32. Далее заявительница подвергла критике тот факт, что из 21
кандидата, которые обладали свидетельствами, подтверждающими
знание латышского языка на «третьем уровне», лишь девяти
кандидатам, в том числе и ей, пришлось пройти данную проверку,
тогда как свидетельства других 12 кандидатов были признаны
достаточными для установления их уровня владения языком. По
мнению заявительницы, поскольку во внутреннем праве не было
оснований для подобной дифференциации, такой факт подтверждал
наличие неправомерного отношения к ней.
В свете вышеуказанных обстоятельств заявительница
утверждала, что имело место нарушение ее права по статье 3
Протокола № 1 быть выдвинутой кандидатом на выборах.
Б. Мнение Суда
33. Суд повторяет, что субъективное право избирать и быть
избранным является подразумеваемым правом по статье 3
Протокола № 1. Хотя оно имеет важное значение, оно не абсолютно.
Поскольку статья 3 признает его, не упоминая в прямо выраженной
форме и не давая, тем более, никаких определений, то существуют
возможности для «подразумеваемых ограничений». В своих
внутренних
законодательствах
Высокие
Договаривающиеся
Стороны обусловливают право избирать и быть избранным
определенными требованиями, что, в принципе, не запрещено
статьей 3. В этой области у них существует значительная свобода
усмотрения, но Суд вправе, как последняя инстанция, определять,
были ли соблюдены требования Протокола № 1; он должен
убедиться, что эти требования не ограничивают рассматриваемое
право в такой степени, что затрагивают саму его сущность и лишают
12
эффективности; что они установлены для достижения законной
цели; и что примененные средства являются соразмерными (см. дело
Mathieu-Mohin and Clerfayt v. Belgium, постановление от 2 марта
1987 г., Серии A № 113, стр. 23, § 52; дело Gitonas and Others v.

Фрагмент материала:

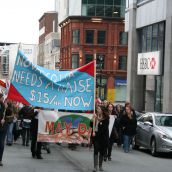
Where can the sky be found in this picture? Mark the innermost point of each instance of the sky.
(19, 19)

Задачи для решения:
a) Перепишите отрывок текста о праве быть избранным между «32. Далее заявительница» и «отношения к ней.» включительно, подставив «эстонского» вместо «латышского».
b) Перечислите все условия, соблюдение которых, согласно тексту о праве быть избранным, должен проверить Суд.

Ожидаемые ответы:
a)
32. Далее заявительница подвергла критике тот факт, что из 21
кандидата, которые обладали свидетельствами, подтверждающими
знание эстонского языка на «третьем уровне», лишь девяти
кандидатам, в том числе и ей, пришлось пройти данную проверку,
тогда как свидетельства других 12 кандидатов были признаны
достаточными для установления их уровня владения языком. По
мнению заявительницы, поскольку во внутреннем праве не было
оснований для подобной дифференциации, такой факт подтверждал
наличие неправомерного отношения к ней.

b)
Суд должен убедиться в следующем:
- требования не ограничивают рассматриваемое право в такой степени, что затрагивают саму его сущность и лишают его эффективности;
- требования установлены для достижения законной цели;
- примененные средства являются соразмерными.